### SELECTED EXCERPT

In the Iliad, she is described as the loveliest of the daughters of Priam (King of Troy), and gifted with prophecy. The god Apollo loved her, but she spurned him. As a punishment, he decreed that no one would ever believe her. So when she told her fellow Trojans that the Greeks were hiding inside the wooden horse...well, you know what happened.



























 
the cassandra pages
words, pictures, and a life
Saturday, May 17, 2003  

Women entering the Imam mosque, Isfahan, Iran
from Baraka: A World Beyond Words, by Mark Magidson. (An exhibition of stills from the film, through Soulcatcher Studio.)

CHADOR
"See, it's like this," said my Iranian friend (She needs a name, let's call her Shirin.) She held the large piece of cloth in her two hands so we could see how it was constructed. "And it goes on like this." She deftly swept the cloth over her head, twisted the two sides tight near her neck, and held it closed with one hand. I stared at her - had we suddenly taken a magic carpet to her family's living room in Iran? She looked at my expression and blushed. We were used to seeing Shirin in her customary headscarf (hijab) but this was something different. She sat and kept talking as if nothing had changed, but she knew what I was thinking. The chador transformed her too.

######

> [DIRECTIONS]
#1 Sum up the blog excerpt in two sentences.
#2 Based on the blog excerpt, answer yes or no to each statement and quote the words that decide it: (a) Apollo's punishment was that no one would ever believe her. (b) Shirin is the friend's real name. (c) The writer was used to seeing Shirin in a chador.
#3 Continue the blog post about Shirin and the chador from the point where it stops.
The data after this point has no part in what is asked here.

### ENTRIES SHOWN

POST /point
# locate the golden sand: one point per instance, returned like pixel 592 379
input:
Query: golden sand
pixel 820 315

######
### ENTRIES SHOWN

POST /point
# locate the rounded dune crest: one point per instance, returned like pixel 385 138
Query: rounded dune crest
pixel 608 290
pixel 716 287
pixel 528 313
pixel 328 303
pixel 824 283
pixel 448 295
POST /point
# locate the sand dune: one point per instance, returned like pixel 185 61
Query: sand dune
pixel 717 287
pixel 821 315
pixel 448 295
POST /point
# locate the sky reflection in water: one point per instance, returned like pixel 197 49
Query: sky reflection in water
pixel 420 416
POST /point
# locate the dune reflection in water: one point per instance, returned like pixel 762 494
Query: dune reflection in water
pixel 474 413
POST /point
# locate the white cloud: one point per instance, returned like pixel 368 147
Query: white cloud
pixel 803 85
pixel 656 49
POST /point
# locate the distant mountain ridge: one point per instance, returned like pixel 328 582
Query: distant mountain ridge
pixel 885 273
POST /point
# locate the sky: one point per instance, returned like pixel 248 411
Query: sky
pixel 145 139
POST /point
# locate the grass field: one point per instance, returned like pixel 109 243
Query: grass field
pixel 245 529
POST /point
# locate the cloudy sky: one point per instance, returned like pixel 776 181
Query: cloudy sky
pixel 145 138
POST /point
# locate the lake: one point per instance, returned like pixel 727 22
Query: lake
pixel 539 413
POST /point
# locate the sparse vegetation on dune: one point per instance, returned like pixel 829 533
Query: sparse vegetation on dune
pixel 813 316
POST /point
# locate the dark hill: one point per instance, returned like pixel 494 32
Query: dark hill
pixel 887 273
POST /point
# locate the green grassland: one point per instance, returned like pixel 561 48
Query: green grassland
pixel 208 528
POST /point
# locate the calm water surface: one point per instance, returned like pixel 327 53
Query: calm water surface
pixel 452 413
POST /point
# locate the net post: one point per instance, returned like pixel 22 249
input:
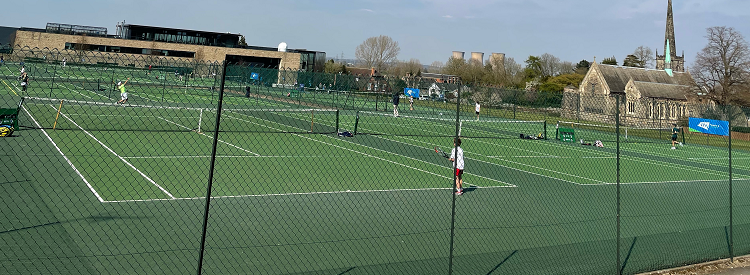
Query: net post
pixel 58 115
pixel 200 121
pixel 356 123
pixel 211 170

######
### ENTRIES SHOWN

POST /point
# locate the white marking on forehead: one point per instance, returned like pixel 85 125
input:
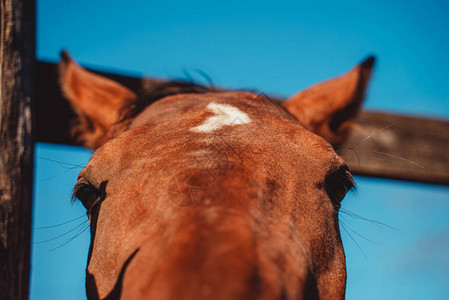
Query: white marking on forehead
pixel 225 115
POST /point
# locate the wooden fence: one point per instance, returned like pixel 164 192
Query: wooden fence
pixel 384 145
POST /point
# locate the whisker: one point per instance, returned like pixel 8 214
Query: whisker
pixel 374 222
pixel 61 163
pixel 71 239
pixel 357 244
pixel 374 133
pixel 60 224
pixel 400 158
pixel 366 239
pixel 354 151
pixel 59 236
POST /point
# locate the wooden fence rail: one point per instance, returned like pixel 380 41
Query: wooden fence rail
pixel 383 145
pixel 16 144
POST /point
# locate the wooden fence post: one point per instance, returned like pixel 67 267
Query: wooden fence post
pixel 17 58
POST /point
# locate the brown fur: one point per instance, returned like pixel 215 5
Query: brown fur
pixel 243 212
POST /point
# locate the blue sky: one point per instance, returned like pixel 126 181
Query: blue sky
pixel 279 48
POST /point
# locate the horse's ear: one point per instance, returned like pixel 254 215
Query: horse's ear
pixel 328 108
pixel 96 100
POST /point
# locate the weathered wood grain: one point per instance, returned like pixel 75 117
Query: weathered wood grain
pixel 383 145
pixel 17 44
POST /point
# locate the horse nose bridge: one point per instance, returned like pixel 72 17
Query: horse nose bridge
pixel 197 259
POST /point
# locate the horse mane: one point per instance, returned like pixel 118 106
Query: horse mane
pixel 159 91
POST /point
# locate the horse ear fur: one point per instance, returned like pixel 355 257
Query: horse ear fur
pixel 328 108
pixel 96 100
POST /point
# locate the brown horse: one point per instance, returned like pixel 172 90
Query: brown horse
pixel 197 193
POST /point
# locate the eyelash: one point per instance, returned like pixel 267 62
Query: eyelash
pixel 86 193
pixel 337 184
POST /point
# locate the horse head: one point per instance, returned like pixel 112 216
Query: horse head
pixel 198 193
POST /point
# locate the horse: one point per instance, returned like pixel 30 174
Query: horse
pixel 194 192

######

> [ANSWERS TO THE EXERCISES]
#1 In the Iliad, the loveliest of the daughters of Priam, King of Troy, is gifted with prophecy, but after she spurns Apollo, he decrees that no one will ever believe her. A blog post then describes an Iranian friend, called Shirin here, showing how a chador is made and putting it on, which makes the writer stare and transforms her as well.

#2
(a) Yes: "he decreed that no one would ever believe her."
(b) No: "She needs a name, let's call her Shirin."
(c) No: "We were used to seeing Shirin in her customary headscarf (hijab) but this was something different."

#3
This wasn't a black one, but flowered in a pretty blue print. 'Would you wear that out on the street?" my husband asked. "No," she said. "Always black when you go out, and made of the best material. This kind you would wear in the house, it's more informal. And the lower classes wear these on the streets. I wear this here for prayer."

I hadn't known this; the times we've prayed together Shirin has been at my house, cooking, when prayer time came around, or at a Muslim event, and she had only worn her hijab. I'm Christian, but I cover my head too under those circumstances, out of respect. But I had no idea she ever wore a chador here in America. "Here," she said, "this is the other piece." She held up a circular piece of the same material, sewn into a kind of hood with a string tie, also of the same material, that secured the cloth over one's head. "This way I don't have to worry about my hair showing, it holds it all in," Shirin demonstrated. The hood covered her head except for her face, and then the chador went over it. She looked -- beautiful. Like a nun with a radiant face. "Want to try?" she asked.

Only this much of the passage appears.